**Details van opdracht**
Schrijf alle regels van de lijst hieronder woord voor woord over.

**Getoonde lijst**
■ ■ ■ ■ ■ ■ ■
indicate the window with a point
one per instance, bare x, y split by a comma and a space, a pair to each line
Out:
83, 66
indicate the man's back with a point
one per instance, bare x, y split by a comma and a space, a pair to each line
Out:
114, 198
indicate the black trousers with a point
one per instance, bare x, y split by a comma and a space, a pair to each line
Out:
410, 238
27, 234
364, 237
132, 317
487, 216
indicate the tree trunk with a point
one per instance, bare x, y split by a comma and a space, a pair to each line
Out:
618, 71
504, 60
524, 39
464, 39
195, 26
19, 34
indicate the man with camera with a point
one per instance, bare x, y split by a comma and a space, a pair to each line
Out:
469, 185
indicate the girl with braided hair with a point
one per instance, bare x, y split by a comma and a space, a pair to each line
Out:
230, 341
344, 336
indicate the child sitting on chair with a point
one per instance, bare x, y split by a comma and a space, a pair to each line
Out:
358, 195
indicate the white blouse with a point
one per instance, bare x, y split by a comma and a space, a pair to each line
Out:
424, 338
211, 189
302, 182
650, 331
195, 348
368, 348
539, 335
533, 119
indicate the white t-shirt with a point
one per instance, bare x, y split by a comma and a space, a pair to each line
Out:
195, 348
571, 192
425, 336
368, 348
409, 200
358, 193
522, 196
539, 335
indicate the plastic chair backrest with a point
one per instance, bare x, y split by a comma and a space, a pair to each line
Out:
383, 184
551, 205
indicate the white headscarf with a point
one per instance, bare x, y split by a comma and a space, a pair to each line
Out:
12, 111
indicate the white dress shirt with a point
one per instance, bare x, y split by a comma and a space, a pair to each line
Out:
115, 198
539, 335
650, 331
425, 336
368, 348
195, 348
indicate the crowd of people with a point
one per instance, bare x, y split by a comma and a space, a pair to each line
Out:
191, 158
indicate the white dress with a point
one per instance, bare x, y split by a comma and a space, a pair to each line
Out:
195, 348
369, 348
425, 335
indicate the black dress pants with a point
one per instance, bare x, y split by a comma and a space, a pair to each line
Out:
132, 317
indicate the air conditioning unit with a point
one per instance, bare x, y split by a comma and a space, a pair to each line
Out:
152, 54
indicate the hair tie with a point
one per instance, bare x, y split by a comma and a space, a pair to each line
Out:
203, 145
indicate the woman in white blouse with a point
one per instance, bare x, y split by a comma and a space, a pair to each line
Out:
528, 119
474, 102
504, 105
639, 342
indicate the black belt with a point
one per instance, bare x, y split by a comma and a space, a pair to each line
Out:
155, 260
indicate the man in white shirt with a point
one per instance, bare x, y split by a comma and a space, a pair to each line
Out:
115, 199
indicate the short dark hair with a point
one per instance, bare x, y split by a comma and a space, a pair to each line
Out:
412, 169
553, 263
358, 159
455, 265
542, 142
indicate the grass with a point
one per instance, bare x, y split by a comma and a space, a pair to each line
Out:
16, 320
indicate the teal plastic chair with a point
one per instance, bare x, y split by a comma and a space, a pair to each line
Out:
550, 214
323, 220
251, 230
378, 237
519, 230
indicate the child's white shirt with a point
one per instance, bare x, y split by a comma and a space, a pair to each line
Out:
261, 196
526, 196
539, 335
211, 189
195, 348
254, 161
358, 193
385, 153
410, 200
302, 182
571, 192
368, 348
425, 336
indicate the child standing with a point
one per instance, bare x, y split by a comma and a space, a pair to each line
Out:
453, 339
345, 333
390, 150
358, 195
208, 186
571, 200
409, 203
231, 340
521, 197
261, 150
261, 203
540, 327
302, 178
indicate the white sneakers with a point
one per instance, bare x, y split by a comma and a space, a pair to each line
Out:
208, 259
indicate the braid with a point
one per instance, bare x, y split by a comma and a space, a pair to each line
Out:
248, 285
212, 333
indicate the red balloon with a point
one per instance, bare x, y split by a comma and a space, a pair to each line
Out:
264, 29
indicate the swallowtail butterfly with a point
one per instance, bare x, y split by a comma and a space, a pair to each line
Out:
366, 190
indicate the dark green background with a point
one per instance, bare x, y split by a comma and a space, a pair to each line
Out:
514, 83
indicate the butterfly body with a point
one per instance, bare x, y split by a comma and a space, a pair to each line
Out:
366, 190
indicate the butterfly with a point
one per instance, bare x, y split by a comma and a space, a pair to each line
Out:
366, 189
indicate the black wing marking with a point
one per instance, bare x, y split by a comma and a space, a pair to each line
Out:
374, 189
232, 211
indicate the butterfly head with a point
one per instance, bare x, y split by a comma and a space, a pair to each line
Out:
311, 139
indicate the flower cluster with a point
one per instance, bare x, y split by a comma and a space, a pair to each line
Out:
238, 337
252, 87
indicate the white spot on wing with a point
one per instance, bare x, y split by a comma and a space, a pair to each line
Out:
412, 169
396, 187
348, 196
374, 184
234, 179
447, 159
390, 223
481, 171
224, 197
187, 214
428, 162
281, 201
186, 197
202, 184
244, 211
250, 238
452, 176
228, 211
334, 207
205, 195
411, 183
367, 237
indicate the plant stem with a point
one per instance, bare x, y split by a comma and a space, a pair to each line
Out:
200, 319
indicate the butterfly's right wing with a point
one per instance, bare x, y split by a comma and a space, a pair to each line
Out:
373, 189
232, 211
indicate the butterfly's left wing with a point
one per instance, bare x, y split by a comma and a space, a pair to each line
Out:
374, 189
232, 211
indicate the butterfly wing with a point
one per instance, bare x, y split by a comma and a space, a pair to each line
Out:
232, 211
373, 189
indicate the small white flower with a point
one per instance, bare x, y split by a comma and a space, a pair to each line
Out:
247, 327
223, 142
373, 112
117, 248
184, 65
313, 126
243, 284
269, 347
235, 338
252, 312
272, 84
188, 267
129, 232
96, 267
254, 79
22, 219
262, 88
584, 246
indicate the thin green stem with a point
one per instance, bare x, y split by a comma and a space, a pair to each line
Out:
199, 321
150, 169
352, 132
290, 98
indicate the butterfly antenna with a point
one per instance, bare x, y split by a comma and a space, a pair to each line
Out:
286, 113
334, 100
■ ■ ■ ■ ■ ■ ■
**Antwoord op opdracht**
indicate the window with a point
one per instance, bare x, y split by a comma and a space, a pair to each line
Out:
83, 66
indicate the man's back with a point
one per instance, bare x, y split by a comma and a space, a pair to each line
Out:
114, 198
indicate the black trousers with a point
one per instance, bare x, y split by a comma and a space, a pair to each line
Out:
410, 238
27, 234
364, 237
132, 317
487, 216
indicate the tree trunk with a point
one per instance, bare x, y split by a comma and a space, a pair to each line
Out:
618, 71
504, 60
524, 39
464, 39
195, 26
19, 34
indicate the man with camera with a point
one per instance, bare x, y split by a comma and a space, a pair to each line
Out:
469, 185
indicate the girl with braided hair with a point
one per instance, bare x, y split by a comma and a space, a pair to each line
Out:
230, 341
344, 336
indicate the child sitting on chair with a point
one per instance, bare x, y split by a comma and a space, a pair to each line
Out:
358, 195
indicate the white blouse with a point
one per instance, bare x, y split by a comma and a space, a pair to each line
Out:
424, 338
211, 189
302, 182
650, 331
195, 348
368, 348
539, 335
533, 119
indicate the white t-shirt with a point
one per instance, bare x, y split by a comma and a space, a pair to each line
Out:
195, 348
571, 192
425, 336
368, 348
409, 200
358, 193
522, 196
539, 335
indicate the plastic chair backrest with a point
one per instance, bare x, y split by a comma and a space, a pair to each line
Out:
383, 184
551, 205
indicate the white headscarf with a point
one per instance, bare x, y split by a comma and a space, a pair to each line
Out:
12, 111
indicate the white dress shirt with a point
one per instance, bare x, y split by a comma and a space, a pair to each line
Out:
115, 198
539, 335
650, 331
425, 336
368, 348
195, 348
indicate the crowd of people with a point
one per instance, bare x, y split by a comma and a space, a pair to each line
Out:
191, 158
indicate the white dress with a point
one per instance, bare x, y split by a comma and a space, a pair to each line
Out:
195, 348
369, 348
425, 335
indicate the black dress pants with a point
one per instance, bare x, y split by a comma and a space, a pair to each line
Out:
132, 317
indicate the air conditioning unit with a point
one per instance, bare x, y split by a comma and a space, a pair to each line
Out:
152, 54
indicate the hair tie with a point
one per instance, bare x, y split by a comma and a space, a pair to each line
Out:
203, 145
indicate the woman in white blouse with a point
one per instance, bare x, y split by a comma and a space, a pair to each line
Out:
528, 119
474, 102
504, 105
639, 342
indicate the black belt with a point
one per instance, bare x, y split by a comma and a space, a pair to each line
Out:
155, 260
indicate the man in white shirt with a point
one per instance, bare x, y split by a comma and a space, a pair to each line
Out:
115, 199
indicate the short dark hair with a point
one per instance, bare x, y split by a comma and a space, a pair to each line
Out:
412, 169
553, 263
358, 159
455, 265
542, 142
indicate the grass with a point
one per instance, bare x, y split by a comma and a space, a pair to each line
Out:
16, 320
indicate the teal plastic chair with a point
one per instance, bare x, y split by a comma and a space, a pair to each line
Out:
550, 214
323, 220
251, 230
378, 237
519, 230
indicate the child's white shirt with a point
one per instance, bare x, y split by a comma and a space, a pair to each line
Out:
261, 196
526, 196
539, 335
211, 189
195, 348
254, 161
358, 193
385, 153
410, 200
302, 182
571, 192
368, 348
425, 336
indicate the child standing with a point
one per instance, bare x, y split by a comma and a space, a pair to each line
Out:
453, 339
345, 333
390, 150
358, 195
208, 186
571, 200
409, 203
231, 340
521, 197
261, 150
261, 203
540, 327
302, 178
indicate the white sneakers with a point
one per instance, bare x, y split by a comma and a space, a pair to each line
Out:
208, 259
indicate the braid with a point
one per instance, bare x, y split by a comma and a space, a pair to each line
Out:
248, 285
212, 333
indicate the red balloon with a point
one per instance, bare x, y split by a comma and a space, a pair to each line
Out:
264, 29
indicate the swallowtail butterfly with a point
one per instance, bare x, y split by a comma and a space, a pair to each line
Out:
366, 190
indicate the dark green background with a point
one per instance, bare x, y split by a comma and a space, a pair to each line
Out:
514, 83
indicate the butterfly body with a point
one per instance, bare x, y split by a comma and a space, a pair to each line
Out:
366, 190
indicate the butterfly with a point
one per instance, bare x, y split by a comma and a space, a pair to each line
Out:
366, 189
indicate the black wing marking with a point
one per instance, bare x, y split by a comma and a space, a pair to each line
Out:
374, 189
232, 211
indicate the butterfly head with a point
one per instance, bare x, y split by a comma and a space, a pair to each line
Out:
311, 139
indicate the flower cluster with a point
one per instance, bare x, y split by a comma and a space, a pair to each line
Out:
238, 337
252, 87
indicate the white spot on wing with a point
one per instance, bare x, y split by a comma and a space, a pair to each line
Out:
412, 169
396, 187
348, 196
374, 184
234, 179
447, 159
390, 223
481, 171
224, 197
187, 214
428, 162
281, 201
186, 197
202, 184
244, 211
250, 238
452, 176
228, 211
334, 207
205, 195
411, 183
367, 237
indicate the plant stem with a point
one per instance, bare x, y split by a comma and a space, a pair to each line
Out:
200, 319
indicate the butterfly's right wing with a point
one per instance, bare x, y split by a comma and a space, a pair to each line
Out:
373, 189
232, 211
indicate the butterfly's left wing with a point
one per instance, bare x, y split by a comma and a space, a pair to each line
Out:
374, 189
232, 211
indicate the butterfly wing with a point
one per instance, bare x, y split by a comma and a space, a pair to each line
Out:
232, 211
373, 189
indicate the small white flower with a point
one per instance, bare x, y split by a comma and a space, a pair to each line
Out:
247, 327
223, 142
373, 112
117, 248
184, 65
313, 126
243, 284
269, 347
235, 338
252, 312
272, 84
188, 267
129, 232
96, 267
254, 79
22, 219
262, 88
584, 246
indicate the thin green stem with a point
one per instance, bare x, y split by a comma and a space, a pair to each line
Out:
199, 321
150, 169
352, 132
290, 98
indicate the butterfly antenna with a point
one per instance, bare x, y split by a comma and a space, a pair to each line
Out:
286, 113
334, 100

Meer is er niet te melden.